----- EXTRACTED TEXT
Wednesday, October 30, 2013

Coco Chanel :D

Coco Chanel (Gabrielle Bonheur Chanel)

We all have heard the name. Chanel. The brand is still influential in the world today, despite it’s founder having died in 1971. However, she left it with a legacy and direction.

Chanel was a French fashion designer who accomplished many amazing things. She is the only fashion designer to ever have appeared in Time magazine’s 100 most influential people issue, and is known particularly for redefining women’s standards of dress in the time after World War II.

The essentials of Chanel’s origin are that she was born into a family of seven (two boys, three girls, a mother, and father). Her mother died when she was 12 and her father sent her off with her sisters into a convent that took in orphaned and abandoned girls. However, when she was older, she made wild exaggerations about her young life to accompany the image she had created for herself.

She acquired the name Coco when she was a cabaret singer in her teens, and it is derived from the word cocotte, meaning a “kept woman”.  Here, she met Etienne Balsan, and became his mistress. She lived with him and his life of luxury and indulgence for the next three years until she started an affair with his friend, Captain Arthur Edward Capel. It is he who gave her an apartment in Paris and financed her first shops. He also influenced the look of the brand itself. The iconic bottle for Chanel’s perfume was designed after a whiskey decanter Capel carried with him. Their affair continued on for 9 years, even after Capel married, but he suddenly died in a car accident in 1919. She commissioned a memorial for him at the crash sight, and visited often in remembrance. Needless to say, Chanel was devastated by his death.

However, during those 9 years he had been with her, Chanel had become her own person. She started designing hats at the beginning as a diversion, but soon became a licensed milliner and started her stores. In 1913, she opened her first store to offer casual clothing in Deauville; hats, jackets, sweaters, and sailor blouses. Her sister, Antoinette, and aunt, Adrienne Chanel, modeled her clothing and supported her throughout this time. She opened a second store in Biarritz and, in a year, made enough to reimburse Capel his full investment.
----------
----- RECORDED DATA
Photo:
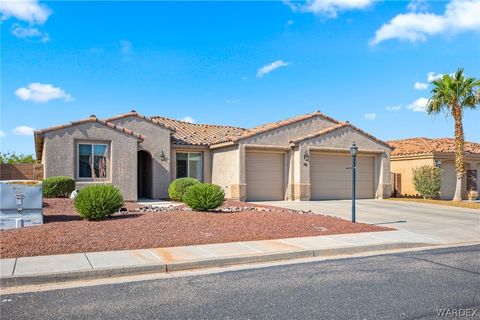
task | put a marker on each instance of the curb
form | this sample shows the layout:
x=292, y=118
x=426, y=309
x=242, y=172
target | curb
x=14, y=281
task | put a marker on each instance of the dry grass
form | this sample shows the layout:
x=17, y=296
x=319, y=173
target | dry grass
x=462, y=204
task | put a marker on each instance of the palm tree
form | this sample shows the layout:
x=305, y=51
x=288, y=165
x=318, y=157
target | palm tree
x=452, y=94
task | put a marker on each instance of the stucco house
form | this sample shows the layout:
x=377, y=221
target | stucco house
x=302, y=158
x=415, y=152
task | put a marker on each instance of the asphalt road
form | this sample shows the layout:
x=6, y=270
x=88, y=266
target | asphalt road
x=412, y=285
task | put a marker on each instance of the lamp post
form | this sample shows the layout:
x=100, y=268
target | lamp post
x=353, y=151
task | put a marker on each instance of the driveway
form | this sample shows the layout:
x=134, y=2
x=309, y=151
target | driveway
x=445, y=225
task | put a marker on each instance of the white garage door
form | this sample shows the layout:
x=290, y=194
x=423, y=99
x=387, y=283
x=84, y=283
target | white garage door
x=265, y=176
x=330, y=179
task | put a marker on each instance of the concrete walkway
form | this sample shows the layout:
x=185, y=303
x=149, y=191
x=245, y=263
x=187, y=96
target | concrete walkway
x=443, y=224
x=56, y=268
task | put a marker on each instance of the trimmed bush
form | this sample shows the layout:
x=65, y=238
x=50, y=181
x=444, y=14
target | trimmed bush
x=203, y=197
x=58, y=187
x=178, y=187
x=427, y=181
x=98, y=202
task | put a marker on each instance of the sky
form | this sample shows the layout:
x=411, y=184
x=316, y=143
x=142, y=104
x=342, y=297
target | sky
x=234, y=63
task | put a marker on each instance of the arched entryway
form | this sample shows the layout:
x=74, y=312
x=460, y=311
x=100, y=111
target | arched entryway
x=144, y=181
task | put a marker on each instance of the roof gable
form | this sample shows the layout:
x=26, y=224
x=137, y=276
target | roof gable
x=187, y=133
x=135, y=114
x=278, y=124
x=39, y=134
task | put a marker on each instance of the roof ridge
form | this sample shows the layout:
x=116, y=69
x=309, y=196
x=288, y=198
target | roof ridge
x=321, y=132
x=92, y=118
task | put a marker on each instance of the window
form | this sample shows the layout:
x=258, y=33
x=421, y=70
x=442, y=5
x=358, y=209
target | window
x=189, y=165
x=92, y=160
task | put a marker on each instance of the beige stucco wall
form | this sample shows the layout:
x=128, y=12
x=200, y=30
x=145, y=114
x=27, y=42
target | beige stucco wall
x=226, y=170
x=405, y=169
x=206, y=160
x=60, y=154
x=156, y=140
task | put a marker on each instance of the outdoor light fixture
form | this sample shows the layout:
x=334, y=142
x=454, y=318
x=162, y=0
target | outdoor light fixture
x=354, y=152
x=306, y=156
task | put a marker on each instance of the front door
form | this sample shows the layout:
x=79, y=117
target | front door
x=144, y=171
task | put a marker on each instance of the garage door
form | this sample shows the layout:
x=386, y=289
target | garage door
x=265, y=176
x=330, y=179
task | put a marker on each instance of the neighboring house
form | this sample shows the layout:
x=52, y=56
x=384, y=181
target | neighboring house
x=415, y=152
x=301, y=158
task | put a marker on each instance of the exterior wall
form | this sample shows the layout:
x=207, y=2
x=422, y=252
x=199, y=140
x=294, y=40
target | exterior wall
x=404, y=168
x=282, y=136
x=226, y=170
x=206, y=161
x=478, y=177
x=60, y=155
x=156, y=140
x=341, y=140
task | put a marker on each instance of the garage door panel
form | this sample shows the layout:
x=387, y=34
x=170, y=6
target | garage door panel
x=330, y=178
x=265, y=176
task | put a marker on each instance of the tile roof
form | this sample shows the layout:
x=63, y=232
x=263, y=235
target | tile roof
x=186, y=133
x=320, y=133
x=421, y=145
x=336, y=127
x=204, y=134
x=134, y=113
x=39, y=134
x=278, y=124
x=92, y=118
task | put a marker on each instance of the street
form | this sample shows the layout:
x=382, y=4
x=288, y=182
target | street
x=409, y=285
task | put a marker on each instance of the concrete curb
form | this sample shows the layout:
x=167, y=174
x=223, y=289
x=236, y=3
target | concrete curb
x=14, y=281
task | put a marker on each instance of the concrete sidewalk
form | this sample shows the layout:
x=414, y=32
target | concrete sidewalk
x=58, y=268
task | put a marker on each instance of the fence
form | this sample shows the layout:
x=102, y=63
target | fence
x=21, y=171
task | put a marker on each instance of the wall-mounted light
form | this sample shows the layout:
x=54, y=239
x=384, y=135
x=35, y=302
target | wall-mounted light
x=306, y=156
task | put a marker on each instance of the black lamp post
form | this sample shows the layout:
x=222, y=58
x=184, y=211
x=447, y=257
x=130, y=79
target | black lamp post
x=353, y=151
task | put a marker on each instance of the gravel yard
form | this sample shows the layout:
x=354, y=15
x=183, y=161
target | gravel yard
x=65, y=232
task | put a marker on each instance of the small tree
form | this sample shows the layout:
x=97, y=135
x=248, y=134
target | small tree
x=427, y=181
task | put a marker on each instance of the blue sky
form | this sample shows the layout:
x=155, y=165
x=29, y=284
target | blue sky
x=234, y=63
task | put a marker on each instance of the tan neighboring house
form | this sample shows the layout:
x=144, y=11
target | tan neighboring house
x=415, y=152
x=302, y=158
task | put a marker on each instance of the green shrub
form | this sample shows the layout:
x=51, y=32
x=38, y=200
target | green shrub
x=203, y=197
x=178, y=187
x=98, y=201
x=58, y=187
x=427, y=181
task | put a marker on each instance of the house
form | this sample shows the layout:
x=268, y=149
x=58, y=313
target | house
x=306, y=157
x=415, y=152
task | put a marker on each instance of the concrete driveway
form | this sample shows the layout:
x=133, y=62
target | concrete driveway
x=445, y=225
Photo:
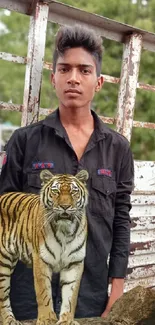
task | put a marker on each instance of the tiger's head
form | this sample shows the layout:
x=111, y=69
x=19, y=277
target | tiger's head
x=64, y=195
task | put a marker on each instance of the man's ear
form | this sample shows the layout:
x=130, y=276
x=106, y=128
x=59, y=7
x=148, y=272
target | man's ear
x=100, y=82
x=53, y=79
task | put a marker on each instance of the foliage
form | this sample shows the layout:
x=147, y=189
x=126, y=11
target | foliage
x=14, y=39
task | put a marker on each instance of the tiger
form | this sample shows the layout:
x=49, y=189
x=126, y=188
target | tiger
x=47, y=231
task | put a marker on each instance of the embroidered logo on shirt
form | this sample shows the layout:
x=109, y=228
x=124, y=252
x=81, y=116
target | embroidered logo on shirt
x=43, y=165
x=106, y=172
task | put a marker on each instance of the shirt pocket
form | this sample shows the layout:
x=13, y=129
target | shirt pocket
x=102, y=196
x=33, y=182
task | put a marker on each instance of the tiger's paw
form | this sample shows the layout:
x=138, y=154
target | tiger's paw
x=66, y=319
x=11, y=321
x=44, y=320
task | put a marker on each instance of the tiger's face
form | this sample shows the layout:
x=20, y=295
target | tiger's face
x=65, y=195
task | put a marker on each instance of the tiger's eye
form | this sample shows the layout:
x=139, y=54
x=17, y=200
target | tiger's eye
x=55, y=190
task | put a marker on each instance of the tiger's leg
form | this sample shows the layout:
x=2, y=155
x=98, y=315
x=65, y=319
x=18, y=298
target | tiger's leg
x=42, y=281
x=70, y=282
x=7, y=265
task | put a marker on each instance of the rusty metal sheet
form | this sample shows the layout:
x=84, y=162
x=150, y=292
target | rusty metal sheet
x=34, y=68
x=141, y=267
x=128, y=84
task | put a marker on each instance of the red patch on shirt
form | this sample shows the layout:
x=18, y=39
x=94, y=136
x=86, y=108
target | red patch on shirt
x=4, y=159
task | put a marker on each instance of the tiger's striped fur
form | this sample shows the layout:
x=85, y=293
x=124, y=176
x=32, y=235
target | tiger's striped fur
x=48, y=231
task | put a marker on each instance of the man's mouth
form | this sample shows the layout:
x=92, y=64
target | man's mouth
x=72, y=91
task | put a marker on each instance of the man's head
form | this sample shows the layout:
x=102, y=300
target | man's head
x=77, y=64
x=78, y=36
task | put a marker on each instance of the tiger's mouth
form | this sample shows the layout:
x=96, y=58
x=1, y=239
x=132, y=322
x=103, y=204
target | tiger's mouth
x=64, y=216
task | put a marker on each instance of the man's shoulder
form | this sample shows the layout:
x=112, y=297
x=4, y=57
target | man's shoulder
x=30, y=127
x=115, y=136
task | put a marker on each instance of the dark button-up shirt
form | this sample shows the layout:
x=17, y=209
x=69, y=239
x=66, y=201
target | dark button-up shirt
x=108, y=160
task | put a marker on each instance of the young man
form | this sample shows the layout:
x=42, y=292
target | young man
----------
# PARTS OF THE EXERCISE
**1.** Answer these questions using the text on Coco Chanel:
(a) In what year did Chanel die?
(b) From what word is the name Coco derived?
(c) In which town did Chanel open her first store in 1913?
**2.** Write out the passage from the text on Coco Chanel, starting at "Coco Chanel (Gabrielle" and ending at "World War II.".

# THE RESULTS
**1.**
(a) 1971
(b) Cocotte
(c) Deauville

**2.**
Coco Chanel (Gabrielle Bonheur Chanel)

We all have heard the name. Chanel. The brand is still influential in the world today, despite it’s founder having died in 1971. However, she left it with a legacy and direction.

Chanel was a French fashion designer who accomplished many amazing things. She is the only fashion designer to ever have appeared in Time magazine’s 100 most influential people issue, and is known particularly for redefining women’s standards of dress in the time after World War II.